Data records
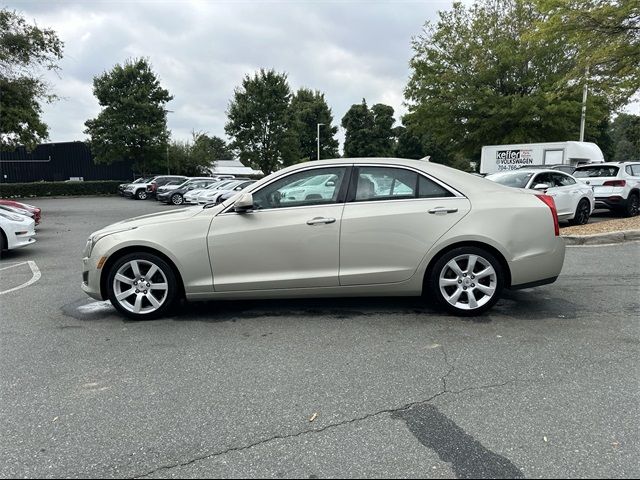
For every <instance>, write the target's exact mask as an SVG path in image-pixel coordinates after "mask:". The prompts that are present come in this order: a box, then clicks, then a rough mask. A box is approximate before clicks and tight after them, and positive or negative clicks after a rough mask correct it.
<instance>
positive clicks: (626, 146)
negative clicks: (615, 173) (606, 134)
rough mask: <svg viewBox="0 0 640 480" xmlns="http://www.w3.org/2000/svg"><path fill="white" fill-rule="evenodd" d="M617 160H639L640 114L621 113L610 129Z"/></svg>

What is expected >>
Print the lines above word for word, leaving out the pictures.

Exercise response >>
For every <instance>, write the target's exact mask as an SVG path in image-pixel coordinates after "mask:". The prompts that are present come in this order: a box, then clicks, then a rough mask. A box is approximate before clicks and tight after them, and positive or negative clicks after a rough mask correct it.
<instance>
positive clicks: (626, 146)
negative clicks: (615, 173) (606, 134)
rough mask: <svg viewBox="0 0 640 480" xmlns="http://www.w3.org/2000/svg"><path fill="white" fill-rule="evenodd" d="M617 160H639L640 114L621 113L610 129Z"/></svg>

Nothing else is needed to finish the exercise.